> Data extracted from a collection:
§
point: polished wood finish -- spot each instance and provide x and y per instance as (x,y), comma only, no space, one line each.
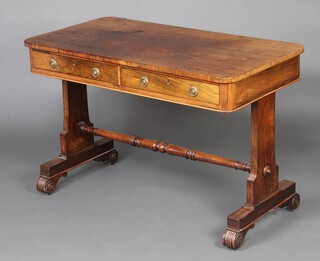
(163,147)
(76,148)
(56,168)
(176,88)
(75,109)
(74,67)
(260,184)
(231,71)
(208,70)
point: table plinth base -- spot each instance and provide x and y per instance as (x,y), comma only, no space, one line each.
(243,219)
(53,170)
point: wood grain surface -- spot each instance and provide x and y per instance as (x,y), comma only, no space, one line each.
(208,56)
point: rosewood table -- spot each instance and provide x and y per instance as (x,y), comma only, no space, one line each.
(208,70)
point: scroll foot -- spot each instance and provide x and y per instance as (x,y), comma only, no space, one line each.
(47,185)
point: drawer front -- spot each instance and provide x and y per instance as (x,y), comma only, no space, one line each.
(170,86)
(75,67)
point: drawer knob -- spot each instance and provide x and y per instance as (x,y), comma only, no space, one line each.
(53,63)
(193,91)
(95,72)
(144,81)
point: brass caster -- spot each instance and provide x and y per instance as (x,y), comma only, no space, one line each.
(294,202)
(232,239)
(47,185)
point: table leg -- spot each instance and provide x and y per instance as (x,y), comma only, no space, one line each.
(76,148)
(264,192)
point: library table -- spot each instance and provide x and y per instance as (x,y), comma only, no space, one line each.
(208,70)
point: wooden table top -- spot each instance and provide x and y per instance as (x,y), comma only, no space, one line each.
(200,55)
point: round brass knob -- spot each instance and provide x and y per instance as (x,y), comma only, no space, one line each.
(53,63)
(95,72)
(144,81)
(193,91)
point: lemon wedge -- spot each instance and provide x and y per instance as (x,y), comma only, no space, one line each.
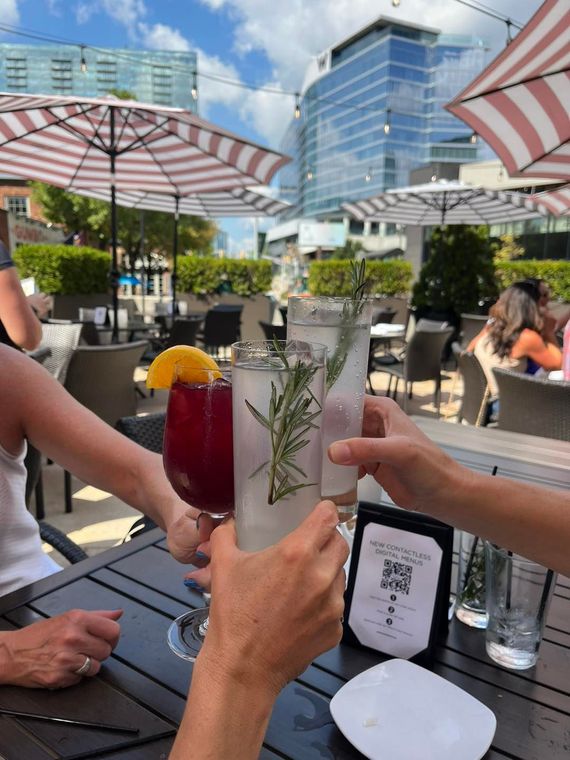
§
> Exercise requirements:
Please render the data from the line that contains "point: round brass" through the end of the data as a Markdown table with the columns Row and Line, numbering each line and skipping blank ones. Leave the pictures out.

> Complete response:
| Row | Line |
|---|---|
| 1 | point: round brass knob -- spot each instance and provide x and y per instance as (x,y), comma only, no space, one line each. |
| 2 | (53,63) |
| 3 | (95,72) |
| 4 | (144,81) |
| 5 | (193,91) |
| 6 | point: lemon wedge -- spot each instance and provide x and y per instance as (x,y), comma only, no space, one line each. |